:: GIVEN DATA ::

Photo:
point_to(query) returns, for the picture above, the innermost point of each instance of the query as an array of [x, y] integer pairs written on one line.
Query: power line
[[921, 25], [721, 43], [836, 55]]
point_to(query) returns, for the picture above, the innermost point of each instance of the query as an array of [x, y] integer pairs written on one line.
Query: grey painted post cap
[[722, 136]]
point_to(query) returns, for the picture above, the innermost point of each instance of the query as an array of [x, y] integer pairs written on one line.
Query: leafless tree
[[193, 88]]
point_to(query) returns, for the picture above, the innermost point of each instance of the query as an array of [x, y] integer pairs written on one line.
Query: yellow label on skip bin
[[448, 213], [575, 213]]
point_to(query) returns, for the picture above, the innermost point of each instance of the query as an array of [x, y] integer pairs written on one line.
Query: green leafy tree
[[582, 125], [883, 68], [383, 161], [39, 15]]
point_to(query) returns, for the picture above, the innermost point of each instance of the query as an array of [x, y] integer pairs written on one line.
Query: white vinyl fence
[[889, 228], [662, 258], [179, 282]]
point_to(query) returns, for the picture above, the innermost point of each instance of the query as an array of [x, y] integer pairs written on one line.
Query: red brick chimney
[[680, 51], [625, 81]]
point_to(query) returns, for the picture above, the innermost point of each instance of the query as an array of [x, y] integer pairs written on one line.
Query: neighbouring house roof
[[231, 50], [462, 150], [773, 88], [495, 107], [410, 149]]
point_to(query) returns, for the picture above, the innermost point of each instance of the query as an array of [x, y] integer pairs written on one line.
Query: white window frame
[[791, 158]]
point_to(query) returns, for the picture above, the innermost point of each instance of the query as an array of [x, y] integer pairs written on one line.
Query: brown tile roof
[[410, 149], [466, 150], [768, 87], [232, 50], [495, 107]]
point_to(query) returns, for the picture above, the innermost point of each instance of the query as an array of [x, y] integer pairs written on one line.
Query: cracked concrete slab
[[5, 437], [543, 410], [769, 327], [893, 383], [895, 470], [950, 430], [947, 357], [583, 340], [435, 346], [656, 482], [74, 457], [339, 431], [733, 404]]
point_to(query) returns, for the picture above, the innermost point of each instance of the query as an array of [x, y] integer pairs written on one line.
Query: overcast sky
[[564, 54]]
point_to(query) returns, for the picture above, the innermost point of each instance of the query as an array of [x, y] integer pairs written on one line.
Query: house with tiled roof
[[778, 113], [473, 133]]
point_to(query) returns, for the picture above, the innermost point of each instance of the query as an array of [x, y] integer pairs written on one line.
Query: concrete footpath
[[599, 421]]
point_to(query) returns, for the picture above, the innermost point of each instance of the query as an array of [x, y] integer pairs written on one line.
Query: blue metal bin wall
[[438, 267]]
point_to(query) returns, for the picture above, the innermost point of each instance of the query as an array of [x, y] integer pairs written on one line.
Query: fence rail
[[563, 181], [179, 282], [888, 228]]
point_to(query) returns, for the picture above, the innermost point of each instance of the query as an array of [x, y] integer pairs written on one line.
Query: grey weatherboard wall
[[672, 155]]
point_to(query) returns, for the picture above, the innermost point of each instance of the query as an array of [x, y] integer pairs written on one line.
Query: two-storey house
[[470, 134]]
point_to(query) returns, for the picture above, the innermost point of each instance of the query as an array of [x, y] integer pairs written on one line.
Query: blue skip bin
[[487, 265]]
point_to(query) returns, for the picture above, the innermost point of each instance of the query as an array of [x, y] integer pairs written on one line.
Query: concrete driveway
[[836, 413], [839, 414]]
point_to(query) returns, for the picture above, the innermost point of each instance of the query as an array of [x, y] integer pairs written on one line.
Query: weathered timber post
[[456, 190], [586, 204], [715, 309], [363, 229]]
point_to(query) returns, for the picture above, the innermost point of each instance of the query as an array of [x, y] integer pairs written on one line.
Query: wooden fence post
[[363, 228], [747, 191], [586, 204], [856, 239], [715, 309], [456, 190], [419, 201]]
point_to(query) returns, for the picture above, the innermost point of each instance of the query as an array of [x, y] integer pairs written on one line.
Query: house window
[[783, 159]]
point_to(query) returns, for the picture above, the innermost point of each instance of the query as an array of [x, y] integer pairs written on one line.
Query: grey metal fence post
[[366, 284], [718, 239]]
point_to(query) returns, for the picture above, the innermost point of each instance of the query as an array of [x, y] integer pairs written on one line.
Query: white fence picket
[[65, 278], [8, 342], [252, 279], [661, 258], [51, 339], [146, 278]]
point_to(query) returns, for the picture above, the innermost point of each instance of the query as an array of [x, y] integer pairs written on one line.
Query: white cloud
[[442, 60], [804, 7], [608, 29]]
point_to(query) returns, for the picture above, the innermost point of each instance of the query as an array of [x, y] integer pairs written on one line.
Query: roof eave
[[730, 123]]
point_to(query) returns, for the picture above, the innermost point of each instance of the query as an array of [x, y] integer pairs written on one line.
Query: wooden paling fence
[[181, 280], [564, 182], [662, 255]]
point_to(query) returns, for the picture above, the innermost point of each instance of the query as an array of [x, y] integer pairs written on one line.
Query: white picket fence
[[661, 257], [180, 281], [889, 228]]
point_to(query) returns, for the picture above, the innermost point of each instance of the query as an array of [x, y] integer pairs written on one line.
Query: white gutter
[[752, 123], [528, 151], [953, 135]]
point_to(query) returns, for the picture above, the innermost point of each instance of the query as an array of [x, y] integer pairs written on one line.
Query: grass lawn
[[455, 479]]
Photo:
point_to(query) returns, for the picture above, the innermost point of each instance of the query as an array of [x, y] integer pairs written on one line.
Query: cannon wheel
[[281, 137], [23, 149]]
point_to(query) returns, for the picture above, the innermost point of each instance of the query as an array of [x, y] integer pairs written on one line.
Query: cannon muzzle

:::

OBJECTIVE: Write out the full listing exactly as given.

EXERCISE RESULT:
Photo:
point_to(query) returns, for the picture above, the innermost point of each instance of the query as an array of [x, y] integer pairs written on one line.
Query: power line
[[921, 25], [721, 43], [836, 55]]
point_to(query) returns, for the picture above, the innermost point of each instance of the query as an array of [x, y] integer pairs written on one line.
Query: grey painted post cap
[[722, 136]]
point_to(query) returns, for the picture above, the innermost point of each instance of the query as an array of [x, y] integer pairs written on one line.
Query: leafless tree
[[193, 88]]
point_to(query) returns, for the picture above, the innermost point of each instance of the query as an array of [x, y] integer pairs written on one line.
Query: yellow label on skip bin
[[448, 213], [575, 213]]
point_to(query) returns, for the picture above, the innermost point of each instance of the query as an array of [x, y] integer pairs written on one line.
Query: green leafy tree
[[582, 125], [883, 68], [383, 161], [39, 15]]
point_to(query) returns, for the picture above, the innermost point of each instance of the query as an array of [x, y] integer pairs written on one line.
Query: white vinyl fence
[[889, 228], [662, 258], [179, 282]]
point_to(query) returns, for the picture above, the innermost point of each instance of the query as an array of [x, y] integer pairs written on one line.
Query: red brick chimney
[[680, 51], [625, 81]]
point_to(query) returns, for the picture above, the innermost point of each instance of the query as an array of [x, y] integer pairs written on one line.
Query: neighbouring house roof
[[231, 50], [462, 150], [773, 88], [495, 107], [410, 149]]
point_to(query) returns, for the picture above, the innermost point of each instance of the query as an array of [x, y] integer pairs written on one line.
Query: white window frame
[[791, 158]]
point_to(query) returns, for the picture above, the innermost point of each instance of the query as an array of [x, y] integer pairs written on one line.
Query: brown tile roof
[[410, 149], [466, 150], [768, 87], [232, 50], [495, 107]]
point_to(query) returns, for the picture above, the innermost point of each instance of the query as an array of [x, y] integer pairs written on one line.
Query: cracked concrete slab
[[5, 437], [543, 410], [769, 327], [893, 383], [895, 470], [950, 430], [947, 357], [583, 340], [435, 346], [656, 482], [74, 457], [339, 431], [733, 404]]
point_to(query) returns, for the picture above, the innermost point of each instance of the query as an array of [x, y] integer pairs written on one line.
Query: overcast sky
[[564, 54]]
point_to(query) returns, for the picture above, the innermost point of each instance of the query as an array of [x, y] integer pairs written on one line.
Query: house with tiled roof
[[778, 113], [473, 133]]
point_to(query) returns, for the picture above, the innermost point of each instance of the query as an array of [x, y] integer pairs written on one line.
Query: concrete footpath
[[599, 421]]
point_to(query) returns, for the picture above, the innermost point of each instance of the query as an array of [x, y] integer pairs written on one line.
Query: blue metal bin wall
[[438, 267]]
point_to(query) returns, for the picture above, the innermost point of each instance of the query as an array of [x, y] integer pairs written on one line.
Query: fence rail
[[563, 181], [179, 282], [888, 228]]
point_to(query) returns, for the picture above, the innermost point of each instance of the query as an array of [x, y] integer pairs written on one line.
Query: grey weatherboard wall
[[672, 155]]
point_to(query) returns, for the picture above, the innermost point of each instance of the query as an array of [x, y] integer pairs written on one line.
Query: two-storey house
[[470, 134]]
point_to(query) returns, for the picture above, the innermost point of each instance of the query as an array of [x, y] integer pairs written on one line.
Query: blue skip bin
[[487, 265]]
point_to(query) returns, for the picture above, the innermost point of each instance of the query as an array of [x, y] integer pairs written on one line.
Query: concrete driveway
[[836, 413], [839, 414]]
point_to(query) returns, for the picture above, the innermost point of each instance of the query as an array of [x, y] integer pairs written on one line.
Query: weathered timber post
[[456, 190], [586, 204], [715, 309], [363, 229]]
point_to(query) returns, for the picture above, the innermost point of each instance of the query as an array of [x, y] integer pairs written on one line.
Query: wooden fence post
[[363, 228], [747, 191], [586, 204], [856, 239], [715, 309], [456, 190], [419, 201]]
point_to(query) returns, for the picture above, the innermost point of each instance of the query as an array of [x, y] integer pairs written on one line.
Query: house window
[[783, 159]]
point_to(query) returns, for the picture above, the innermost point of each instance of the query as an array of [x, y] integer pairs written on one line.
Query: grey metal fence post
[[366, 284], [718, 239]]
point_to(query) returns, for the picture above, the innermost point of each instance of the query as an array of [x, y] integer pairs written on one line.
Query: white fence picket
[[65, 278], [8, 342], [252, 279], [661, 258], [51, 339], [146, 278]]
point_to(query) returns, for the picture above, the innermost point of each instance of the query as an array of [x, y] integer pairs written on one line.
Query: white cloud
[[442, 60], [804, 7], [608, 29]]
point_to(query) returns, for the picture above, the innermost point of each instance of the query as an array of [x, y] integer pairs written on one line.
Query: roof eave
[[730, 123]]
point_to(query) returns, for the picture above, the innermost point of each instance of the query as an array of [x, y] integer pairs written on one line.
Query: wooden paling fence
[[181, 280], [564, 182], [662, 255]]
point_to(query) returns, for the picture above, the innermost point of each instance of the query as an array of [x, y] integer pairs written on one line.
Query: white picket fence
[[661, 257], [180, 281], [889, 228]]
point_to(query) returns, for the picture above, the innermost point of each instance of the query as an array of [x, y] integer pairs written on one line.
Query: white gutter
[[752, 123], [528, 151], [953, 135]]
point_to(query) returns, for the picture above, the innermost point of each instance of the query as an array of [x, y] integer pairs written on one line.
Query: grass lawn
[[455, 479]]
Photo:
point_to(query) returns, for the picture above, the innermost point of each instance of the query as an array of [x, y] integer pairs written on one line.
Query: cannon wheel
[[281, 137], [23, 149]]
point_to(query) returns, for the picture above, the innermost point of each instance of the query as an array of [x, y] integer pairs written on one line.
Query: cannon muzzle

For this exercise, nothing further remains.